Supplied data:

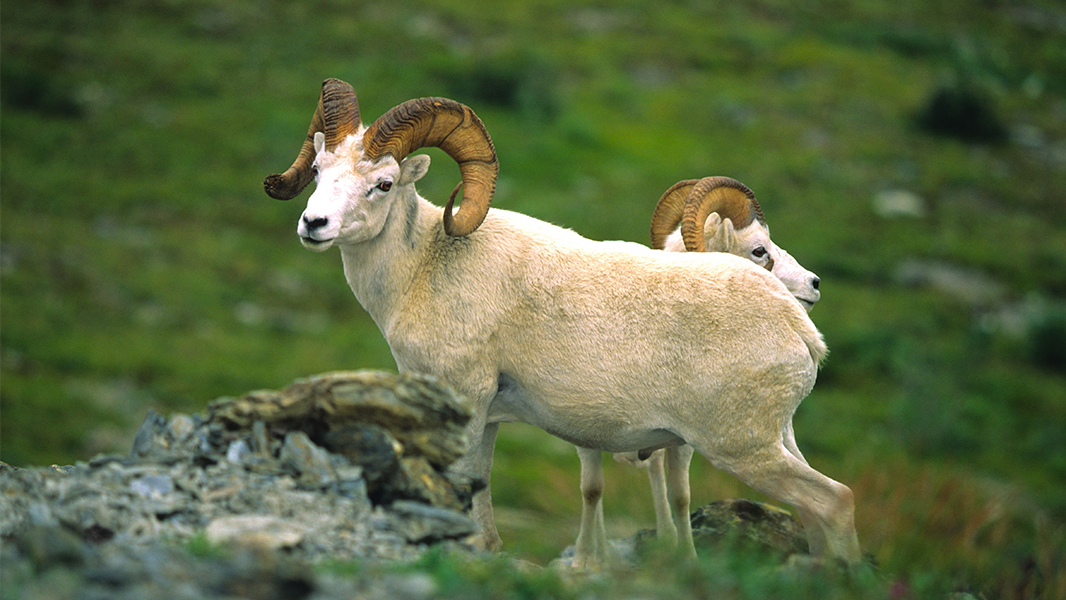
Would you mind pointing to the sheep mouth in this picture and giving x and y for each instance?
(317, 245)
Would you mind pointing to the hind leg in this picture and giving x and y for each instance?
(816, 537)
(665, 530)
(678, 459)
(825, 507)
(591, 550)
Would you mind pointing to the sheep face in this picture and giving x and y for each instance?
(352, 196)
(754, 243)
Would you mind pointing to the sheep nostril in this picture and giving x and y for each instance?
(317, 223)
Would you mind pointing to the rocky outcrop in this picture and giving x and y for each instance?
(350, 466)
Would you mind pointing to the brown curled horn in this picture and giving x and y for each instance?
(337, 116)
(667, 212)
(455, 129)
(724, 195)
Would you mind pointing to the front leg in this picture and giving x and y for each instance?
(478, 461)
(591, 552)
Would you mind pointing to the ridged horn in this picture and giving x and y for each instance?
(337, 116)
(455, 129)
(667, 212)
(724, 195)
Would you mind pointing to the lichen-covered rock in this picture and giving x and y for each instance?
(426, 418)
(313, 469)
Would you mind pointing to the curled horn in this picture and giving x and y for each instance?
(455, 129)
(726, 196)
(337, 116)
(668, 211)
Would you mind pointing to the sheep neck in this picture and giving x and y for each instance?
(381, 270)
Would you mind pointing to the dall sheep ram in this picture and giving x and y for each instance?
(610, 346)
(690, 211)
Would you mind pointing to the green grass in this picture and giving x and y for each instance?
(142, 266)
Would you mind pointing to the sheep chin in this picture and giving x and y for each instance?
(317, 245)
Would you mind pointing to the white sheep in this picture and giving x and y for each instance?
(610, 346)
(721, 201)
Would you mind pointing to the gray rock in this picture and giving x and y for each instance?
(422, 523)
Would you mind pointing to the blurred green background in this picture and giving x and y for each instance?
(913, 153)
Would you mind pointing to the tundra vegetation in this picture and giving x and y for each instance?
(141, 268)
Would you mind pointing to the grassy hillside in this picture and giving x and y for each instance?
(913, 153)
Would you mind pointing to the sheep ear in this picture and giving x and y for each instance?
(721, 238)
(413, 168)
(711, 227)
(728, 236)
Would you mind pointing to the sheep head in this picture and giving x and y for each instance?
(721, 214)
(356, 165)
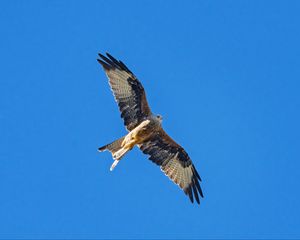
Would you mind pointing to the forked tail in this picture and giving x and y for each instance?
(116, 150)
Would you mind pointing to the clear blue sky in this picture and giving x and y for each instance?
(225, 76)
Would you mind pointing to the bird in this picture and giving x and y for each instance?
(145, 130)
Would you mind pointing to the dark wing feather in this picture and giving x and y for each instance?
(128, 91)
(174, 162)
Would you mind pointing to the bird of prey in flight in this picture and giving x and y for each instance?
(145, 130)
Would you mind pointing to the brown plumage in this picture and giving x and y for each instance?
(145, 130)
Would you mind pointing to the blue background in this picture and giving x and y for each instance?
(223, 74)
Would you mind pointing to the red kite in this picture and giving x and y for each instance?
(145, 130)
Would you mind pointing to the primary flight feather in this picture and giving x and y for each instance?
(145, 130)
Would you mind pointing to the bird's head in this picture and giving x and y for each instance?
(159, 117)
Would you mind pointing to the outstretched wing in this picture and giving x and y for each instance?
(174, 162)
(128, 91)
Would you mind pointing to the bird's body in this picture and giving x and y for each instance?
(145, 130)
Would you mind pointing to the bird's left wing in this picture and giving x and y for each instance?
(174, 162)
(128, 91)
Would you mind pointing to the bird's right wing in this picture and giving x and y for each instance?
(128, 91)
(174, 162)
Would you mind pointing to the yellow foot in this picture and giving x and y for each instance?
(114, 165)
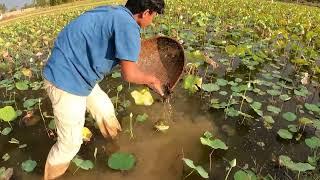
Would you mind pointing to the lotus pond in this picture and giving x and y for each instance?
(247, 107)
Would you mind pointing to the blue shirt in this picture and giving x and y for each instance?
(90, 46)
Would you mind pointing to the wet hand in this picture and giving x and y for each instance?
(157, 86)
(109, 127)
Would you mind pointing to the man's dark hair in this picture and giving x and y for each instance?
(138, 6)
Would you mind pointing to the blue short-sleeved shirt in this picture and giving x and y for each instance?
(90, 46)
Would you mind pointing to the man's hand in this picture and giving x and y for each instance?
(131, 73)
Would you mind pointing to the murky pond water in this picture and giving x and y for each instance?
(159, 154)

Your goal: Output exactly the lines from the line with "Would you mind pointing to the bird's right" to the last line of the records, including both, and leave every picture out.

Full answer:
Would you mind pointing to the bird's right wing in this picture and giving x and y for each instance?
(128, 91)
(174, 162)
Would you mind pointing to the yellow foot in this picture and giving x and y for each instance?
(114, 165)
Would you mind pointing to the lotus pond in this picture and giving x and y for each instance?
(247, 107)
Would you mind pointing to the blue shirt in this picture and giving x and y for each instance?
(90, 46)
Would you mind pointing to the wet hand in this picture and giving x and y for each instance?
(157, 86)
(109, 127)
Would you mind pointing to the man's dark hair in this picture and giving x and y for each instance?
(138, 6)
Would you mind pointing to the blue short-sleeved shirt in this picture and giving x and y for each instance?
(90, 46)
Would you mind pointing to the man's hand in this picture and giving x and y for each instance?
(131, 73)
Would you mind pointing to the murky pond water in this picture and giving x and y for each instance?
(159, 154)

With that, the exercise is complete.